▶ **PAGE TEXT**
>> Begin

Reputation: 1780
I have a pandas dataframe `df' in tidy format, like so
date population country
Feb. 1 2000 99999 Canada
Feb. 1 2000 98765 Spain
Feb. 2 2000 99998 Canada
...
I would like to do a line plot using Bokeh, where each country gets its own line and color.
One way to do this seems to be to use the legend
keyword to line()
to give me a different line for each country:
source = ColumnDataSource(df)
plot = figure(...)
plot.line(x='date', y='count', source=source, legend='country')
Unfortunately, it seems like there's no straighforward to select colors for each country...
And since there's a multi_line()
plotting function, this seems like what I should be using. However, I don't know a simple way to do this. Something like the following can work:
plot.multi_line(xs=[df['date'], df['date']],
ys=[df[df['country']=='Canada'],
df[df['country']=='Canada']],
colors=['red', 'blue'])
This doesn't seem very elegant either, especially since I actually have many more conutries than the two in my toy example above.
What's the proper way to do this with bokeh?
Upvotes: 0
Views: 210
Reputation: 8297
Short and elegant:
from bokeh.palettes import Category10
groups = df.groupby('country')
p = figure(x_axis_type = "datetime")
p.multi_line(xs = [df.date for i, df in groups],
ys = [df.population for i, df in groups],
line_color = Category10[10][0: len(groups)],)
More elegant:
from bokeh.palettes import Category10
groups = df.groupby('country')
data = {'date': [], 'population': [], 'legend': []}
for i, df in groups:
data['date'].append(df.date.tolist())
data['population'].append(df.population.tolist())
data['legend'].append(i)
data['color'] = Category10[10][0: len(groups)]
p = figure(x_axis_type = "datetime")
p.multi_line(xs = 'date',
ys = 'population',
line_color = 'color',
legend = 'legend',
source = data, )
Upvotes: 1

>> End

▶ **MATERIAL PROVIDED**

>> Begin

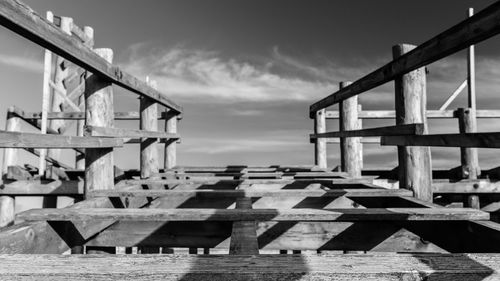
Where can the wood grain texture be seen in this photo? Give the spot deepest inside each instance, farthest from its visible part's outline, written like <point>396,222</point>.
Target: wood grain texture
<point>473,30</point>
<point>27,23</point>
<point>391,267</point>
<point>187,214</point>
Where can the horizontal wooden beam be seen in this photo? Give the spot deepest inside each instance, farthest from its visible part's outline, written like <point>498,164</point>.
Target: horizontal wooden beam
<point>398,130</point>
<point>185,214</point>
<point>431,114</point>
<point>383,267</point>
<point>240,193</point>
<point>24,21</point>
<point>472,30</point>
<point>480,140</point>
<point>93,131</point>
<point>30,140</point>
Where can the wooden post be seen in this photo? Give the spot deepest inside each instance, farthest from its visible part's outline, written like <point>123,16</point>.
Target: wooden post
<point>320,155</point>
<point>80,158</point>
<point>149,147</point>
<point>411,101</point>
<point>7,203</point>
<point>99,112</point>
<point>170,160</point>
<point>350,160</point>
<point>468,156</point>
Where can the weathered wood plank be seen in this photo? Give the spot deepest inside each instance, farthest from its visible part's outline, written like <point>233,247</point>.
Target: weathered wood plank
<point>30,140</point>
<point>95,131</point>
<point>186,214</point>
<point>263,267</point>
<point>27,23</point>
<point>398,130</point>
<point>480,140</point>
<point>473,30</point>
<point>242,193</point>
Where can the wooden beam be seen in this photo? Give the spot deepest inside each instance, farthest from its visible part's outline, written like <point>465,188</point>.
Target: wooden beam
<point>304,214</point>
<point>94,131</point>
<point>242,193</point>
<point>480,140</point>
<point>473,30</point>
<point>398,130</point>
<point>25,22</point>
<point>30,140</point>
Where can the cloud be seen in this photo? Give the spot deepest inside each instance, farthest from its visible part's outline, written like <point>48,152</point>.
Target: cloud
<point>24,63</point>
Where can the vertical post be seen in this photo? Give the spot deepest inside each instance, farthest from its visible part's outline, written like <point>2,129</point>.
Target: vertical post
<point>170,144</point>
<point>99,112</point>
<point>149,147</point>
<point>415,170</point>
<point>320,156</point>
<point>7,203</point>
<point>468,156</point>
<point>80,158</point>
<point>350,159</point>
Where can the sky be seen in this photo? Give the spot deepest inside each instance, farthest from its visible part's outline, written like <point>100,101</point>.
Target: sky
<point>247,71</point>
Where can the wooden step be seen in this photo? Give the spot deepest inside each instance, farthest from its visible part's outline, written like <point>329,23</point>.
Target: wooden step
<point>262,267</point>
<point>374,214</point>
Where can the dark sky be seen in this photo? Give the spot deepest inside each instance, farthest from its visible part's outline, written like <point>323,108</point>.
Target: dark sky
<point>247,71</point>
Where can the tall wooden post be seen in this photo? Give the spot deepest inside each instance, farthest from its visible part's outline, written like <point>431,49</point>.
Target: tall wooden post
<point>99,171</point>
<point>350,159</point>
<point>411,101</point>
<point>7,203</point>
<point>170,160</point>
<point>149,146</point>
<point>320,155</point>
<point>80,158</point>
<point>468,155</point>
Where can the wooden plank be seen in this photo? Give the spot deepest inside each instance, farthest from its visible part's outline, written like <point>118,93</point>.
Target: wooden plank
<point>95,131</point>
<point>473,30</point>
<point>398,130</point>
<point>242,193</point>
<point>25,22</point>
<point>30,140</point>
<point>337,267</point>
<point>304,214</point>
<point>480,140</point>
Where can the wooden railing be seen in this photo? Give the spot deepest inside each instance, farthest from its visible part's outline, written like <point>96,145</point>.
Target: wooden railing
<point>410,134</point>
<point>78,88</point>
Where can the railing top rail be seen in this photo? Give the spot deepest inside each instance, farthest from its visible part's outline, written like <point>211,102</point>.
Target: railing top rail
<point>21,19</point>
<point>475,29</point>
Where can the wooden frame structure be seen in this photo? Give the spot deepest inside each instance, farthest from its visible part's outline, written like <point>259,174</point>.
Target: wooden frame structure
<point>334,225</point>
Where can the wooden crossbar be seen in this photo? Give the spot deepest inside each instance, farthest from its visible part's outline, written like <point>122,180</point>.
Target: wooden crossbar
<point>185,214</point>
<point>472,30</point>
<point>30,140</point>
<point>27,23</point>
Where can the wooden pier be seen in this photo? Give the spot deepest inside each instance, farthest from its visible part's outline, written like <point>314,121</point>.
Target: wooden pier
<point>171,222</point>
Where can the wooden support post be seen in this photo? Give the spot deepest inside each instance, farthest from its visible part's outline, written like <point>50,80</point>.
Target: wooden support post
<point>80,158</point>
<point>414,162</point>
<point>7,203</point>
<point>149,146</point>
<point>468,155</point>
<point>320,155</point>
<point>170,160</point>
<point>350,147</point>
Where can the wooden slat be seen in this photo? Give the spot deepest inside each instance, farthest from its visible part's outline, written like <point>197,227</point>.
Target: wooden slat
<point>241,193</point>
<point>375,214</point>
<point>480,140</point>
<point>93,131</point>
<point>382,267</point>
<point>29,140</point>
<point>473,30</point>
<point>408,129</point>
<point>25,22</point>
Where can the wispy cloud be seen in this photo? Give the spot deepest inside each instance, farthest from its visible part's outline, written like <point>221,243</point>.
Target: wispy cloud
<point>24,63</point>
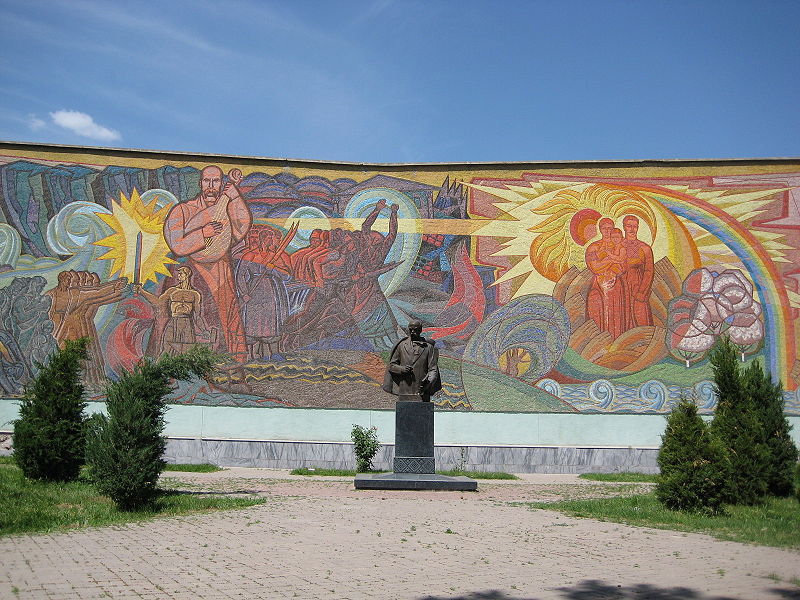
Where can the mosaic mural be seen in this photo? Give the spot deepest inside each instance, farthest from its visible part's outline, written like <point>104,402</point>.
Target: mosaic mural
<point>545,290</point>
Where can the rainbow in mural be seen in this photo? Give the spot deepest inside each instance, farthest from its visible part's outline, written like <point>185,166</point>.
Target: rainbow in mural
<point>547,288</point>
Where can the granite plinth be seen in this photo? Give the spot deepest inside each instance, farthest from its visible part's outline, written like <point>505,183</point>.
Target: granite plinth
<point>414,481</point>
<point>413,433</point>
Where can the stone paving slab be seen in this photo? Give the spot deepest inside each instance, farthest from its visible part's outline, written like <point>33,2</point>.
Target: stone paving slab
<point>327,540</point>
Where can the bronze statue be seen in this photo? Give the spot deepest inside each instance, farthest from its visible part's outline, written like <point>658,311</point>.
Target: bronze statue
<point>412,372</point>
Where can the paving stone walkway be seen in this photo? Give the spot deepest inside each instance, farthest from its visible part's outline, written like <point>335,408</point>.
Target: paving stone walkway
<point>323,539</point>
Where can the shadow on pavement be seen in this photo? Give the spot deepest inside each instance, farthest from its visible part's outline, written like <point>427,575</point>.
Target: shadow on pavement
<point>592,589</point>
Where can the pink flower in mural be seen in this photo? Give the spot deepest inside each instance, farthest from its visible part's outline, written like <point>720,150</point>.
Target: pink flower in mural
<point>713,304</point>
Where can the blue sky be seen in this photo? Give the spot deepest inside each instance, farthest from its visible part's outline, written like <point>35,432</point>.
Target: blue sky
<point>406,81</point>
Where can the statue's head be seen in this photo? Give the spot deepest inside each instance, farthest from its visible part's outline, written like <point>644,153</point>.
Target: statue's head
<point>415,329</point>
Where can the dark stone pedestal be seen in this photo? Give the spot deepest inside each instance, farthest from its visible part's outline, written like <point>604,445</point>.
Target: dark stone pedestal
<point>413,437</point>
<point>414,465</point>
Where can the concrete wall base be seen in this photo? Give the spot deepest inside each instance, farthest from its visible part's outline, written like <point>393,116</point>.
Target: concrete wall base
<point>339,455</point>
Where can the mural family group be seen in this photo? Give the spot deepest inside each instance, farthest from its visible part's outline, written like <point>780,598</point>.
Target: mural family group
<point>547,288</point>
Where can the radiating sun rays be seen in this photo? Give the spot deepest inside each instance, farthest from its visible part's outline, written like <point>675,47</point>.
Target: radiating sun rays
<point>128,218</point>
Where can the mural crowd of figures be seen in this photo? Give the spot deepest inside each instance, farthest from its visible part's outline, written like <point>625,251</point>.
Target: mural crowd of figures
<point>546,290</point>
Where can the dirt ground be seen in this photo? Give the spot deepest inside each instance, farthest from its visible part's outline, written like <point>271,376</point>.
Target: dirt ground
<point>321,538</point>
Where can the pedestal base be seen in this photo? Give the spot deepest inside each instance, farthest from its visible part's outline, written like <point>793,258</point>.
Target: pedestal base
<point>414,481</point>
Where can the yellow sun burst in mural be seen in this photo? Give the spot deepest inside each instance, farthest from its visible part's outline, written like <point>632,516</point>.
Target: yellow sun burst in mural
<point>128,219</point>
<point>538,227</point>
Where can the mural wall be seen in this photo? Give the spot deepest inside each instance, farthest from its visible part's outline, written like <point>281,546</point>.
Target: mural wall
<point>547,288</point>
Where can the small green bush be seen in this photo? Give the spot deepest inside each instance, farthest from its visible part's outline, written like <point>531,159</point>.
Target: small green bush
<point>797,482</point>
<point>694,465</point>
<point>49,436</point>
<point>365,446</point>
<point>737,426</point>
<point>768,404</point>
<point>124,449</point>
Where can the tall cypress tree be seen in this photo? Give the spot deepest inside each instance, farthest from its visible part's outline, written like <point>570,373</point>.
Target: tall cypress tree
<point>49,435</point>
<point>768,404</point>
<point>737,426</point>
<point>124,449</point>
<point>694,466</point>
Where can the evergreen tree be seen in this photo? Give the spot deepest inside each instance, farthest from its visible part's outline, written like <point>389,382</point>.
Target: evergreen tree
<point>768,403</point>
<point>737,426</point>
<point>49,435</point>
<point>694,465</point>
<point>124,449</point>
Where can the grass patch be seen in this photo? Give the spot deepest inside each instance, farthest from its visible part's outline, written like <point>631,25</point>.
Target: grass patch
<point>775,523</point>
<point>454,473</point>
<point>39,507</point>
<point>202,468</point>
<point>625,477</point>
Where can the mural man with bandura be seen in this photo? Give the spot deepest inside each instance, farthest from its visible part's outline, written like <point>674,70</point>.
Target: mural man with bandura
<point>413,370</point>
<point>204,230</point>
<point>638,275</point>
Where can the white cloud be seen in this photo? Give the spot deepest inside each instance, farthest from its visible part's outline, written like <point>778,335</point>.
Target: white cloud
<point>83,125</point>
<point>35,122</point>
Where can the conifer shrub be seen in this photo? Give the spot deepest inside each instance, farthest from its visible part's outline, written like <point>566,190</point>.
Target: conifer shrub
<point>737,426</point>
<point>768,404</point>
<point>49,435</point>
<point>694,465</point>
<point>365,446</point>
<point>124,449</point>
<point>797,482</point>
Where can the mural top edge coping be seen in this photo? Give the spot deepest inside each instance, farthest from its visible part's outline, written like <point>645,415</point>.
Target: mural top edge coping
<point>353,165</point>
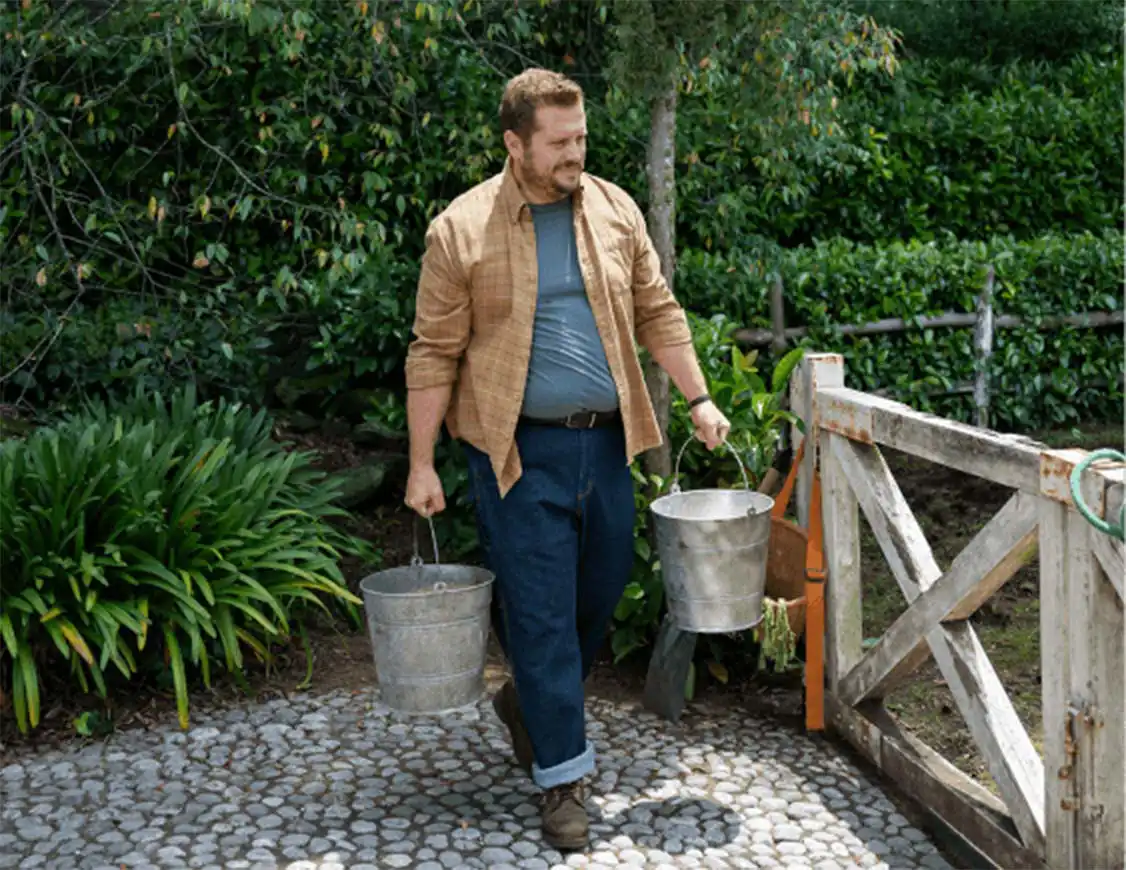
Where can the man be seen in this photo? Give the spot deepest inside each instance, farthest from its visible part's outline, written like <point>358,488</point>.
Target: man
<point>534,286</point>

>> End

▶ **WHAT YOU NEED TO DO**
A) In the forum thread, rewrite the passage starting with "Reputation: 1780" and going on through "keyword to line()", substituting "Mexico" for every "Canada".
B) From the records, reproduce the lines starting with the line with "Where can the paving" and going on through the line with "<point>414,465</point>", keeping each one unchanged.
The forum thread and the records are unrelated to each other.

▶ **RESPONSE LIST**
A)
Reputation: 1780
I have a pandas dataframe `df' in tidy format, like so
date population country
Feb. 1 2000 99999 Mexico
Feb. 1 2000 98765 Spain
Feb. 2 2000 99998 Mexico
...
I would like to do a line plot using Bokeh, where each country gets its own line and color.
One way to do this seems to be to use the legend
keyword to line()

B)
Where can the paving stone walkway be seen in this photo? Give the spot deepest inside each instance, farthest from its visible part's outline, written like <point>335,408</point>.
Target: paving stone walkway
<point>323,539</point>
Where can the shadow on pavement be seen in this photo? Give the spot deepest inside each instance, farthest from its visible part's outline, written like <point>427,575</point>.
Target: shadow on pavement
<point>592,589</point>
Where can the pink flower in mural be seen in this photo? Give the spot deepest inside each instance, farthest from its visible part's outline, written like <point>720,150</point>.
Target: pink flower in mural
<point>713,304</point>
Where can the blue sky be seen in this photo? Give the spot deepest inside each instance, farthest from its visible part's outline, written like <point>35,432</point>.
Target: blue sky
<point>406,81</point>
Where can the statue's head be seen in this photo? Give the spot deepest inside each instance, farthest from its visible part's outline, written like <point>644,153</point>.
Target: statue's head
<point>415,329</point>
Where can the dark stone pedestal be seen in this photo? Give the spot deepest inside each instance, farthest from its visible part's outline, written like <point>604,445</point>.
Target: dark stone pedestal
<point>413,437</point>
<point>414,465</point>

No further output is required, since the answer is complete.